- TASK PROMPT:
Starting at the first line, copy the data below through to the end, exactly.

Region pointing data
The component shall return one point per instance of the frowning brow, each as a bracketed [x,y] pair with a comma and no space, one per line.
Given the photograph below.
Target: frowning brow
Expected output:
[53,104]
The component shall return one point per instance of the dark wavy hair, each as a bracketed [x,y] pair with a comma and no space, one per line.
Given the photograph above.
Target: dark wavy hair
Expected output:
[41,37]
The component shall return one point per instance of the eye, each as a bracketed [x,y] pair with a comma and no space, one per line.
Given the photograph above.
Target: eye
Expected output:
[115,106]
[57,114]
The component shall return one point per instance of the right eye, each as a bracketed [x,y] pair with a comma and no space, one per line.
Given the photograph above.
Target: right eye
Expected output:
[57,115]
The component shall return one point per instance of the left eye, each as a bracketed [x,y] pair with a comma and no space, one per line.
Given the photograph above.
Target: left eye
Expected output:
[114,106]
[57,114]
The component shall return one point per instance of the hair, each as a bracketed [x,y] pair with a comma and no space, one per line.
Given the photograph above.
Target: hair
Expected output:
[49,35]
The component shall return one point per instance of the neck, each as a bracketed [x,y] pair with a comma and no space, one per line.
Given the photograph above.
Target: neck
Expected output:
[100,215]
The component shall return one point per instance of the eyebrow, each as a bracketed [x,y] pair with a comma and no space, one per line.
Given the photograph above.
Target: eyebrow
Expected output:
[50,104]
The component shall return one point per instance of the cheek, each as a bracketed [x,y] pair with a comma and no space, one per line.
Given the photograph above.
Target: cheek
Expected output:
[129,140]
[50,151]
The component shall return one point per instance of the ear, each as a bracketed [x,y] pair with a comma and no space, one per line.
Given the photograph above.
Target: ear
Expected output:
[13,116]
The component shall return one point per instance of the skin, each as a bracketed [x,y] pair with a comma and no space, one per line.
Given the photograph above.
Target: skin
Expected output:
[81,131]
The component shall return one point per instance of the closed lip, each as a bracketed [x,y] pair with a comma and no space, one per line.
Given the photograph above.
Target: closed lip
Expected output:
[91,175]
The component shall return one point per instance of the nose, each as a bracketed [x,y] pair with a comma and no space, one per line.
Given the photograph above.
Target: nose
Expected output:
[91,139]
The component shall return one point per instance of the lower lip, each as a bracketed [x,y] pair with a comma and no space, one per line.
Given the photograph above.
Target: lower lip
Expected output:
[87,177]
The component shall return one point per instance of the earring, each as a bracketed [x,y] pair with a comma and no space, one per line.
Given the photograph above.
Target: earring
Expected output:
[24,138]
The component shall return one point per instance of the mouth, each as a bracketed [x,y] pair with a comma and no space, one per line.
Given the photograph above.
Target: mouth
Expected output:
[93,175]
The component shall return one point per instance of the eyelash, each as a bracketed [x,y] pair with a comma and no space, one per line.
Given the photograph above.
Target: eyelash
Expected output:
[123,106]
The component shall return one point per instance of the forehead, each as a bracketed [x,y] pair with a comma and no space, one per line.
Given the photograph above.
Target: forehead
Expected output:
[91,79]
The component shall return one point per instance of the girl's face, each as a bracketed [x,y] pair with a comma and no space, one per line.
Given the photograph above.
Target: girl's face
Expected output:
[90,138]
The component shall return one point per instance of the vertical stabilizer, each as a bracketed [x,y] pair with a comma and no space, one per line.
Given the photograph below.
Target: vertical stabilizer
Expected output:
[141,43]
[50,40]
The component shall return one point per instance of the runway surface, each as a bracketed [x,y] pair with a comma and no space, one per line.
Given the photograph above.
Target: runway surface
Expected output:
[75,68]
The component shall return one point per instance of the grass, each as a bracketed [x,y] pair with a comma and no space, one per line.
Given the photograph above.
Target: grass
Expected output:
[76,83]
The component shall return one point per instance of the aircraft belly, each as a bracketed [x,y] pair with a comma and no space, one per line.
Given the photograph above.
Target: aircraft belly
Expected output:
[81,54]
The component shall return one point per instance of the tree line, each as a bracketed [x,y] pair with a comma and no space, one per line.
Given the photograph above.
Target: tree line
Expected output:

- REPLY:
The component shall return one point per instance of the frowning brow, each as a bracketed [x,y] pair with a comma and no space, one per line.
Given the photograph below.
Target: frowning brow
Expected output:
[53,104]
The component shall return one point per instance of the dark wavy hair, each as a bracketed [x,y] pair with a comma and no space, one per line.
Given the photograph above.
Target: dark wavy hair
Expected output:
[41,37]
The component shall return one point per instance of the eye, each as a bracketed [x,y] pair with a comma and no space, one per line.
Given the photograph above.
Target: eye
Expected output:
[115,106]
[57,114]
The component shall return one point per instance of the right eye, each as a bracketed [x,y] pair with a comma and no space, one per line.
Given the photograph above.
Target: right eye
Expected output:
[57,115]
The component shall return one point per instance of the left eye, each as a bracketed [x,y] pair with a comma and no space, one per line.
Given the photograph above.
Target: left eye
Expected output:
[114,106]
[57,114]
The component shall return one point per instance of the hair, each as a bracketed [x,y] pair with a comma and no space, one per line.
Given the photograph above.
Target: hair
Expected output:
[49,35]
The component shall return one point per instance of the neck, each as a bracketed [x,y] pair with a comma and no space, one per line.
Given the photograph above.
Target: neck
Expected output:
[100,215]
The component shall return one point per instance of the eyebrow, each as a bracketed [x,y] pair with a comma and no space, one per line.
Given the photograph above.
Target: eyebrow
Expected output:
[50,104]
The component shall return one point per instance of the cheek, each as a bracketed [x,y] pair with a comma and no space, one per line.
Given the photograph above.
Target: cheek
Expected output:
[129,140]
[50,151]
The component shall return one point per instance of the ear, each as a bracketed [x,y] pair with a comma and no space, one per line.
Given the photograph above.
Target: ear
Expected output:
[13,116]
The component shall return one point per instance of the skin, each as a bracketed [x,y] pair with a comma and no space, one per line.
Given the photograph above.
Target: skin
Expected output:
[81,131]
The component shall return one point per instance of the closed lip, each as a bracketed [x,y] pair with a comma and no space, one per line.
Given the photograph above.
Target: closed lip
Expected output:
[91,175]
The component shall return one point per instance of the nose, each as a bracketed [x,y] pair with a comma and no space, one per line.
Given the photograph above.
Target: nose
Expected output:
[91,139]
The component shall return one point per instance of the lower lip, each as a bracketed [x,y] pair with a comma and no space, one per line.
Given the photograph above.
Target: lower lip
Expected output:
[87,177]
The component shall return one point per instance of the earring, each as a bracketed [x,y] pair with a comma and no space, one per line.
Given the photograph above.
Target: earring
Expected output:
[24,138]
The component shall return one point per instance of the mouth, each as a bracketed [x,y] pair with a comma and no space, one per line.
Given the photograph above.
Target: mouth
Expected output:
[93,175]
The component shall return one point per instance of the eyelash, each as a bracketed [x,y] pair with a comma and no space, one per line.
Given the photograph above.
Target: eyelash
Expected output:
[123,106]
The component shall return one point per instance of the forehead, each as a bracketed [x,y] pair with a comma and no space, one per line.
Given the photograph above.
Target: forehead
Expected output:
[91,79]
The component shall return one point per instance of the girl's face, each as a bracketed [x,y] pair with a comma and no space, one per line.
Given the photograph above.
Target: girl's face
Expected output:
[90,138]
The component shall return one point per instance of the vertical stabilizer, each as a bracketed [x,y] pair with a comma and no space, one per line.
Given the photograph below.
Target: vertical stabilizer
Expected output:
[141,43]
[50,40]
The component shall return one point per instance of the runway surface, each as a bracketed [x,y] pair with a comma and no space, one per line.
Given the photograph above.
Target: runway surface
Expected output:
[75,68]
The component shall return one point per instance of the grass, each as a bracketed [x,y] pair with a comma and no space, one per line.
Given the photograph above.
Target: grass
Expected output:
[76,83]
The component shall return one point per instance of the aircraft belly, each as a bracketed [x,y] pair with a comma and no space, one per line.
Given the photograph above.
Target: aircraft belly
Expected output:
[81,54]
The component shall return one point per instance of the tree line, each as a bracketed [x,y] pair with a comma and no space, one per line.
Given the photograph above.
Target: tree line
Expected output:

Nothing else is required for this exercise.